- Exercise task
Reproduce every one of the following lines character for character, changing nothing.
__________________________________________________
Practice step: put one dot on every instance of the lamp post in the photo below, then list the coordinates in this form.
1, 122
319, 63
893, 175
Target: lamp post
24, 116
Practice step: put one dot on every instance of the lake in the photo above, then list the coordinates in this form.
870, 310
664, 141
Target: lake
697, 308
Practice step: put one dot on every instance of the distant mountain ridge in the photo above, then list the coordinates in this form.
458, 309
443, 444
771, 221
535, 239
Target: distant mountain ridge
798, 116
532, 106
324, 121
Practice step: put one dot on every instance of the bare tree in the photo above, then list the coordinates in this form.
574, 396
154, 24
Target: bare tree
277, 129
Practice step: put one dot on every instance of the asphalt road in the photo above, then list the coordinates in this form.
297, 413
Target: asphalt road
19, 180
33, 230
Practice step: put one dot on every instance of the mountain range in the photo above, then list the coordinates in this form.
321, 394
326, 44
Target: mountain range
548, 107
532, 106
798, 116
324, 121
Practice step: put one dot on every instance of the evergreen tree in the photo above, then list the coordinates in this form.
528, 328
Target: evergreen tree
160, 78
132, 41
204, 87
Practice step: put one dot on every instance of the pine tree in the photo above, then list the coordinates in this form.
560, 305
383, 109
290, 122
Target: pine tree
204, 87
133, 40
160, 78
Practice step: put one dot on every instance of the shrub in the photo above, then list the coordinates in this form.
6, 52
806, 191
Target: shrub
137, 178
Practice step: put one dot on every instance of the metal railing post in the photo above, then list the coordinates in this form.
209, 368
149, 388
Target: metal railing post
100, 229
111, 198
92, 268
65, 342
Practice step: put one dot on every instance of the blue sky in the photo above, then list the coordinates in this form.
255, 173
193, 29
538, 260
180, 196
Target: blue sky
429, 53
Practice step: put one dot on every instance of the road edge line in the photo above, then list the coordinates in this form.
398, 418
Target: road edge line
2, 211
__________________________________________________
- Solution for this exercise
Practice step: put one dot on every instance of the lamp post in the photo below, then list the coordinates in this form.
1, 122
319, 63
893, 175
Target: lamp post
24, 116
Practice step: put one dot on every instance of the lake in the photo above, then list the coordinates in this form.
870, 310
664, 141
Target: lake
697, 308
Practice step: put one dot on every instance of the distant mountain ridge in the photo above, then list the coordinates in this form.
458, 309
443, 444
771, 221
535, 239
Target: distant mountain ridge
798, 116
532, 106
324, 121
Practice step: put one dot on every instance of the bare tree in the photo above, then list the coordinates in this form.
574, 396
154, 24
Target: bare tree
277, 129
Practice step: put one dot on every instance of the asphalt road in the photo above, then list the coordinates in this form.
297, 413
Target: asphalt road
19, 180
33, 230
Practice step: put one dot on every instance of the mountain range in the photo above, then list the coordinates in this form.
321, 394
326, 44
Target: mountain range
548, 107
532, 106
798, 116
324, 121
Practice step: put one dot on every instance of the evergreen tree in the photo above, then list the coordinates in this form.
528, 328
Target: evergreen tree
160, 78
132, 41
204, 87
Practice step: put one dot on every instance of the pine tree in the photo above, then list the coordinates in this form.
560, 305
383, 109
290, 122
Target: pine tree
204, 87
133, 40
160, 78
Practice step: put one dot on every instance of the shrub in the photo above, then list the coordinates in this form.
6, 52
806, 191
Target: shrub
137, 178
Practice step: put one dot on every instance of the metal railing post in the photo above, then list the coordinates in this form.
209, 368
149, 388
Target: metal railing post
100, 229
111, 198
92, 268
65, 342
Practice step: put one dot on every instance of the blue sky in the photo above, then list the coordinates in this form.
255, 173
193, 29
538, 260
180, 196
Target: blue sky
429, 53
Practice step: put one dot on every instance of the road edge line in the photo above, then list the coordinates in this form.
398, 418
Target: road edge line
2, 211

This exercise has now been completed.